EXERCISE: Output only the lines of the listing below, unchanged, from the line with "In this exercise you will mark the blossoming" up to and including the line with "<point>128,102</point>".

Dataset entries:
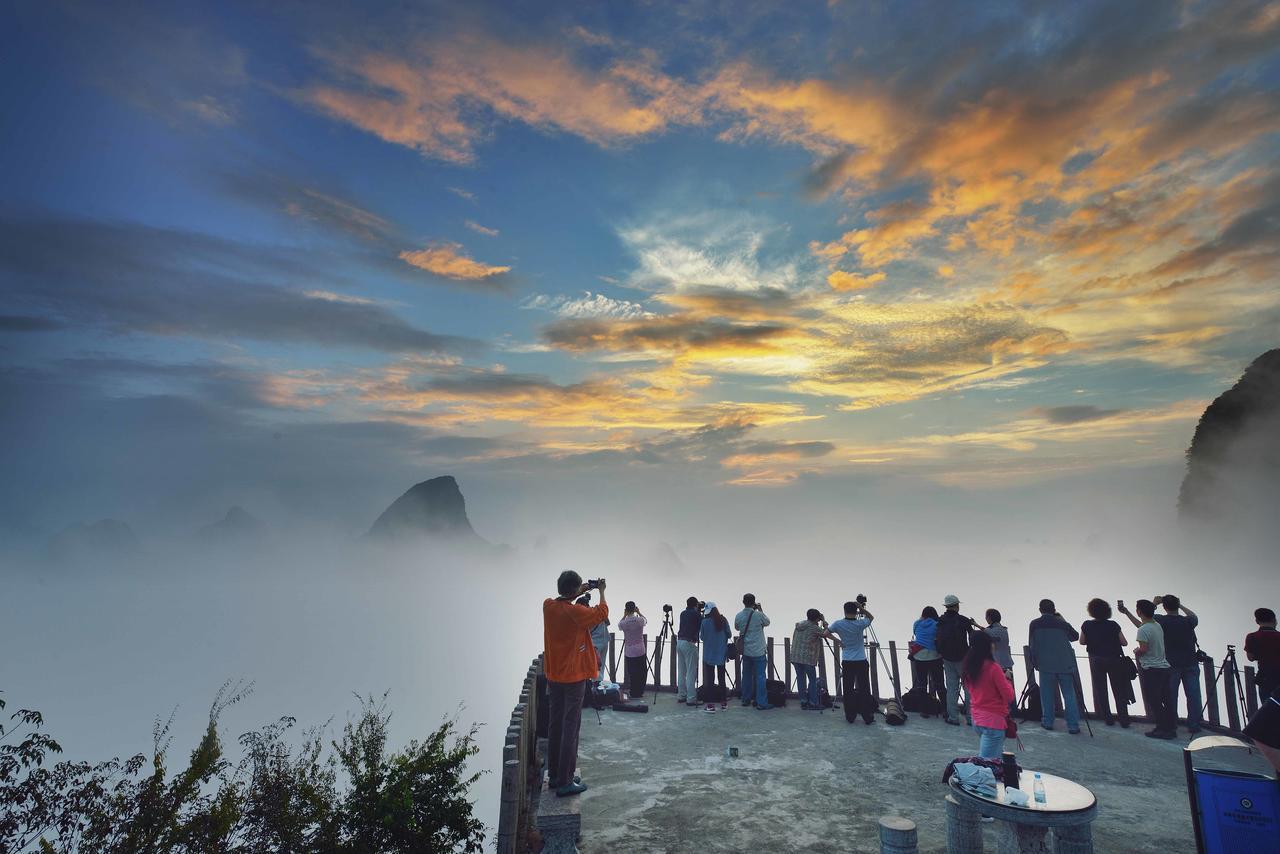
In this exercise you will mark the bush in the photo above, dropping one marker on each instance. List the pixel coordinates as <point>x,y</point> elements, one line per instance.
<point>355,797</point>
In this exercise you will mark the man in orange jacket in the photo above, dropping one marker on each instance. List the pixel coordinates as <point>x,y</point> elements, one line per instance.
<point>568,662</point>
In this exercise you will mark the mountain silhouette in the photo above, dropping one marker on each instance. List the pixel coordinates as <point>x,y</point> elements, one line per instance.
<point>105,538</point>
<point>1233,464</point>
<point>432,508</point>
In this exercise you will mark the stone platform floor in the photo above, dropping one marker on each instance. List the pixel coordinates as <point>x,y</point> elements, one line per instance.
<point>808,781</point>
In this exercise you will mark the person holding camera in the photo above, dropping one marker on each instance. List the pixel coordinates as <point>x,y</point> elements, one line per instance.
<point>1051,638</point>
<point>686,652</point>
<point>854,668</point>
<point>568,662</point>
<point>635,666</point>
<point>750,624</point>
<point>805,640</point>
<point>1180,648</point>
<point>1152,668</point>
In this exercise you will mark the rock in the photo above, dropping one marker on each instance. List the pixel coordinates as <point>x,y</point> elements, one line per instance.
<point>105,538</point>
<point>1233,464</point>
<point>433,508</point>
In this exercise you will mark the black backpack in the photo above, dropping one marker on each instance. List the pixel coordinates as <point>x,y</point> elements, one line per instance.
<point>952,638</point>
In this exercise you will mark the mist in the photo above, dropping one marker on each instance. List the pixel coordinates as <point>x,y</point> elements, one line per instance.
<point>311,615</point>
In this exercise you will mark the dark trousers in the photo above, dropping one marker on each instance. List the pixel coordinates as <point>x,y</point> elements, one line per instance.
<point>855,690</point>
<point>1156,692</point>
<point>713,692</point>
<point>1107,670</point>
<point>563,721</point>
<point>638,671</point>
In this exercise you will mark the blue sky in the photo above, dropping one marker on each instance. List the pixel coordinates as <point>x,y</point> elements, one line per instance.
<point>981,246</point>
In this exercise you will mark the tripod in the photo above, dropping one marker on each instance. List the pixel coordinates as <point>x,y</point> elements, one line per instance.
<point>659,642</point>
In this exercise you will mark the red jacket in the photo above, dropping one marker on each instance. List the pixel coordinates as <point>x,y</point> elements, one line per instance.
<point>990,695</point>
<point>568,654</point>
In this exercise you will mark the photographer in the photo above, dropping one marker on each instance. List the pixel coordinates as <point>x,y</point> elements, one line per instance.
<point>854,668</point>
<point>635,667</point>
<point>686,652</point>
<point>570,662</point>
<point>804,656</point>
<point>750,622</point>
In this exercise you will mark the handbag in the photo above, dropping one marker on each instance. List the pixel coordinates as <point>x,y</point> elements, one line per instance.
<point>740,644</point>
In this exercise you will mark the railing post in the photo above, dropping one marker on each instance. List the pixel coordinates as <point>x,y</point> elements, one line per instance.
<point>1215,717</point>
<point>892,661</point>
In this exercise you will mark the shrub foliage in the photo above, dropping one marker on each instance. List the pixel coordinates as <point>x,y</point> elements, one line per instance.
<point>352,795</point>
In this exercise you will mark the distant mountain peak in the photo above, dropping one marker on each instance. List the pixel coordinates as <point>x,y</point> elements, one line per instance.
<point>432,508</point>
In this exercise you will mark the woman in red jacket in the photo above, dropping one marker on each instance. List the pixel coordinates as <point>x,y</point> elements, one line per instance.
<point>990,695</point>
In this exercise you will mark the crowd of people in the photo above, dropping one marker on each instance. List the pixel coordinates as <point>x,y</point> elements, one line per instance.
<point>949,652</point>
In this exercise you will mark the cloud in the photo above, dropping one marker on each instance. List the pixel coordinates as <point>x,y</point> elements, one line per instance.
<point>136,278</point>
<point>480,229</point>
<point>589,305</point>
<point>449,261</point>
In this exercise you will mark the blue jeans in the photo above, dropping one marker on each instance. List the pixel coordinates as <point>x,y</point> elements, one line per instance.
<point>991,741</point>
<point>1050,684</point>
<point>807,675</point>
<point>754,668</point>
<point>1189,679</point>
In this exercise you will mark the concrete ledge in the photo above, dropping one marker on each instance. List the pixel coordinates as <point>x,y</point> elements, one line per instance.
<point>560,822</point>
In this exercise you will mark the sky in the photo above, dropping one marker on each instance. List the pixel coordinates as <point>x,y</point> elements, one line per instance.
<point>293,255</point>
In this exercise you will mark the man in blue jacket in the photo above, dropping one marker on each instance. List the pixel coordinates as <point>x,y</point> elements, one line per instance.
<point>1051,639</point>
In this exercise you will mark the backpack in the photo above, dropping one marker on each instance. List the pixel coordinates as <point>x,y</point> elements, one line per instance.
<point>952,638</point>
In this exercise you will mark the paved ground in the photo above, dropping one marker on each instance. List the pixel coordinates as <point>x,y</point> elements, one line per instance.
<point>812,782</point>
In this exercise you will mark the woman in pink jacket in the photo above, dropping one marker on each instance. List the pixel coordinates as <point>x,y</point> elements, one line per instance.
<point>990,695</point>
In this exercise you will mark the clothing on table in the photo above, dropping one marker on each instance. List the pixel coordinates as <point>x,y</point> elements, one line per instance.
<point>1155,690</point>
<point>807,683</point>
<point>1102,638</point>
<point>1107,670</point>
<point>638,675</point>
<point>851,633</point>
<point>1179,638</point>
<point>951,671</point>
<point>804,643</point>
<point>568,652</point>
<point>1153,636</point>
<point>754,671</point>
<point>1050,685</point>
<point>713,683</point>
<point>686,671</point>
<point>750,624</point>
<point>714,642</point>
<point>1000,651</point>
<point>563,724</point>
<point>632,634</point>
<point>990,695</point>
<point>855,689</point>
<point>1050,639</point>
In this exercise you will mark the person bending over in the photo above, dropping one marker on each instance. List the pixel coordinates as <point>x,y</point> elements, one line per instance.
<point>570,663</point>
<point>635,666</point>
<point>1105,642</point>
<point>1264,648</point>
<point>714,634</point>
<point>990,695</point>
<point>854,668</point>
<point>1051,639</point>
<point>686,652</point>
<point>750,622</point>
<point>1152,668</point>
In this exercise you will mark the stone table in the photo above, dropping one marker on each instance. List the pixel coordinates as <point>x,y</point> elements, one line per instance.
<point>1069,811</point>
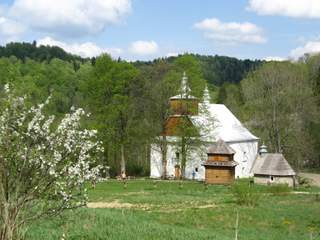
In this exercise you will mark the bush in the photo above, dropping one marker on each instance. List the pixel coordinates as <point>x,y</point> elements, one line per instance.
<point>245,194</point>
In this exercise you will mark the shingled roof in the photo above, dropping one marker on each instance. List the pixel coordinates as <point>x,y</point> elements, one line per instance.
<point>220,147</point>
<point>272,164</point>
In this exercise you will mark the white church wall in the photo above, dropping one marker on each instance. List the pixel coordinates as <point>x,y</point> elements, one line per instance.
<point>246,152</point>
<point>155,162</point>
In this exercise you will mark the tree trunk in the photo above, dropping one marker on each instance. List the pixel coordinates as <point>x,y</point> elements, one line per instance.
<point>7,230</point>
<point>164,157</point>
<point>183,157</point>
<point>123,161</point>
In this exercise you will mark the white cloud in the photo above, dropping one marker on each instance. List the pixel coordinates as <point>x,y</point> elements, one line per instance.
<point>9,30</point>
<point>144,47</point>
<point>70,18</point>
<point>311,47</point>
<point>87,49</point>
<point>230,32</point>
<point>291,8</point>
<point>172,54</point>
<point>275,58</point>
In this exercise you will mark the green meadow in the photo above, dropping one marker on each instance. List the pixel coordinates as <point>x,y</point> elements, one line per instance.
<point>146,209</point>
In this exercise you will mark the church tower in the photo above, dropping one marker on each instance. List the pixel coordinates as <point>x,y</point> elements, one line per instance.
<point>181,106</point>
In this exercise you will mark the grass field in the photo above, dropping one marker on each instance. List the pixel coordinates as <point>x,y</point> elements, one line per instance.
<point>148,209</point>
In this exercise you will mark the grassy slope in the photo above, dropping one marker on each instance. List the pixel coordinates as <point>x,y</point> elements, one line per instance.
<point>168,211</point>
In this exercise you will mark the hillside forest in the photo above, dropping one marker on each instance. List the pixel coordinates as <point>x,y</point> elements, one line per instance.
<point>128,101</point>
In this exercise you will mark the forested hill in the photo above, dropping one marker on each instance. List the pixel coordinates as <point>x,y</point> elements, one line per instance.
<point>128,101</point>
<point>216,69</point>
<point>25,50</point>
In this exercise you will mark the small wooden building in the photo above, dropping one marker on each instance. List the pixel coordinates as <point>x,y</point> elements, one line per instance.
<point>272,168</point>
<point>220,166</point>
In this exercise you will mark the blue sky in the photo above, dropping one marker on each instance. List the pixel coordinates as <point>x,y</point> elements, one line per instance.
<point>144,29</point>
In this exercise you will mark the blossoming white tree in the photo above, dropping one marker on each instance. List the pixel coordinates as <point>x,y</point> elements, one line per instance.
<point>43,163</point>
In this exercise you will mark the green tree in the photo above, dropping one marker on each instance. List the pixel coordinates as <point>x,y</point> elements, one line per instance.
<point>280,99</point>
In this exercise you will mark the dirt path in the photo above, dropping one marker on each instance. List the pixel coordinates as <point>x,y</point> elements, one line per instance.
<point>315,178</point>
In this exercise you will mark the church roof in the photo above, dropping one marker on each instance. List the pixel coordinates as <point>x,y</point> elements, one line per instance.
<point>221,124</point>
<point>220,147</point>
<point>272,164</point>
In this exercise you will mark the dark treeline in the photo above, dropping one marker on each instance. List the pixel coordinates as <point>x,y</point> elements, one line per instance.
<point>128,102</point>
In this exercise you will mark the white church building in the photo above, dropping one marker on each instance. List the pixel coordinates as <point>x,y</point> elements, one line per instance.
<point>217,122</point>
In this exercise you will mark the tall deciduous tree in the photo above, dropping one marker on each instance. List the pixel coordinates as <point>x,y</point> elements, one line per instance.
<point>43,167</point>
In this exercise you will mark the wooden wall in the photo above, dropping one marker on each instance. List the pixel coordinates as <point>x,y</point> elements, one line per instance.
<point>173,123</point>
<point>220,157</point>
<point>219,175</point>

WORKED ANSWER:
In this exercise you will mark the blossoming white tree in the photo above, dropping one marker on each instance. List the pixel coordinates as <point>x,y</point> elements, one line per instance.
<point>43,163</point>
In this exercise you will mark the green tree in the photo above, dropping one marker on each instance. List the pixel coordinates as <point>x,y</point> elements, one line per instance.
<point>280,99</point>
In this exercise you will mark the dirt path in the photo above, dropping one marker on each instance. List the pixel coordinates as <point>x,y</point> elements, one line per instance.
<point>315,178</point>
In this exercise you will mark the church roof in the photo above, dropping one marker on each instance. List the pixel coordinates as <point>x,y</point> elements, one line per instance.
<point>221,124</point>
<point>220,147</point>
<point>272,164</point>
In this exercise you will mark the dark treeline in the photo above, dropping one marker on each instance. List the pixel coordinates as <point>x,y</point> elements, one line per instance.
<point>128,102</point>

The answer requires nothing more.